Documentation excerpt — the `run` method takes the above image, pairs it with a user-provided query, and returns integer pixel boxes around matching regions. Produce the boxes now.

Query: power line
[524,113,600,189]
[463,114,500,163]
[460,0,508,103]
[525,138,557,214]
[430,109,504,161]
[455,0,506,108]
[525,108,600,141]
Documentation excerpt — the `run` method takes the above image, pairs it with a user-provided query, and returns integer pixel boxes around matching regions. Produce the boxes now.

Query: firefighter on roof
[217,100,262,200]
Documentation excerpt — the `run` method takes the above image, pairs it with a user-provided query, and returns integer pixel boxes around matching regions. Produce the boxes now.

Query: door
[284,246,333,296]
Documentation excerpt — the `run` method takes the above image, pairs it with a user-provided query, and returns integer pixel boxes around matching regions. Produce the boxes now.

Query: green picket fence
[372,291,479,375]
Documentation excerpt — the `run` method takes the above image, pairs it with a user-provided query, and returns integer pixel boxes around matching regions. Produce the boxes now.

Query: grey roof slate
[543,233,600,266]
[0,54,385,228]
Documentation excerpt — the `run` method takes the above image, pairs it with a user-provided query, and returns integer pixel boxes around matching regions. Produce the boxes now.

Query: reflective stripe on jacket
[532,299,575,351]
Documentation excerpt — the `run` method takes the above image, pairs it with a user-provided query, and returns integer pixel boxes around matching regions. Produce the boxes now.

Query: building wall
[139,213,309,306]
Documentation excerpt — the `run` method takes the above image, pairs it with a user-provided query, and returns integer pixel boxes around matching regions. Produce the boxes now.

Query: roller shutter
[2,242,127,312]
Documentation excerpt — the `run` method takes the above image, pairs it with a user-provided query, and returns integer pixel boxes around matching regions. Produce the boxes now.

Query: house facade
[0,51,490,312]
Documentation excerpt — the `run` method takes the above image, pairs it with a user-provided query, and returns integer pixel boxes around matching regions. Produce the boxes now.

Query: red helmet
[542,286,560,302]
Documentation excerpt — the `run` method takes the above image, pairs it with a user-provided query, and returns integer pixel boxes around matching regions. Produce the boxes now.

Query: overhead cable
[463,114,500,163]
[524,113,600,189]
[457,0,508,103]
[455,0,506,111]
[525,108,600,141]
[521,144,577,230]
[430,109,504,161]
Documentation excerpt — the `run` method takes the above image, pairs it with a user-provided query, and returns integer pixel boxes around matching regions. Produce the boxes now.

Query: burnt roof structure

> **Objective**:
Put every line of the rows above into a numbered list, omitting the blank lines.

> **Response to the exercise**:
1. Documentation excerpt — the `run` method takes the above image, pairs it with a user-provided query, and returns integer pixel boxes around matching regions. Produce the boxes now.
2. Query: power line
3. [524,113,600,189]
4. [463,114,500,163]
5. [460,0,508,103]
6. [525,138,557,214]
7. [430,109,504,161]
8. [455,0,506,108]
9. [525,108,600,141]
10. Documentation excerpt — the `run` method takes the above image, pairs it with a user-provided query, and returns integer pixel boxes around matching regions. Produce the boxes now.
11. Query: firefighter on roof
12. [217,100,262,200]
13. Documentation excerpt — the `run` method takes the above image, pairs it with a user-provided query, and returns integer pixel boxes around matching regions. Produce the boxes now.
14. Query: door
15. [284,246,333,296]
16. Documentation excerpt — the `run` method takes the above image, pairs it with a user-provided query, and returns integer pixel boxes around matching regions. Produce the boxes now.
17. Query: green picket fence
18. [372,291,479,375]
19. Documentation excerpt — the `run` method takes the above image, pairs it with a user-provided query, and returns integer pixel boxes around matching regions. Produce the boxes now.
20. Query: grey roof slate
21. [543,233,600,266]
22. [0,54,385,228]
23. Documentation excerpt — the `run` method takes the above image, pairs it with a user-provided query, and returns integer pixel boxes around matching regions. Produce the boxes now.
24. Query: reflective stripe on jacket
25. [532,299,575,351]
26. Documentation excerpt — the `run` method takes the above image, pairs it with a user-provided query, and returns integer pixel boxes around matching regions. Produce the boxes now.
27. Query: building wall
28. [139,213,309,306]
29. Documentation excerpt — the `run` method takes the above image, pairs it with a user-provided query, and returns integer pixel boxes around matching regions. Produce the boxes now.
30. Query: roller shutter
31. [2,242,127,312]
32. Documentation excerpt — the `run` method takes the above image, pairs it with a user-provided query, and returns integer pixel boxes around matching regions. Produce the boxes now.
33. Query: house facade
34. [0,51,490,312]
35. Documentation excerpt — the `run` method takes the above image, pairs it with a user-provided query, and returns integer pixel boxes around matching regions. Produce the boxes now.
36. Query: red helmet
37. [542,286,560,302]
38. Documentation excerpt — the `run` method takes the above image, pairs it with a user-provided query, and returns integer pixel boxes around matching regions. Produce the boxes now.
39. Query: overhead cable
40. [463,114,500,163]
41. [524,113,600,189]
42. [457,0,508,103]
43. [455,0,506,111]
44. [525,108,600,141]
45. [521,144,577,230]
46. [430,109,504,161]
47. Documentation excerpt — the `run` method takes the above image, pairs it with a user-provided query, and returns integer pixel boxes around matching regions. Produce the boxes now.
48. Query: burnt roof structure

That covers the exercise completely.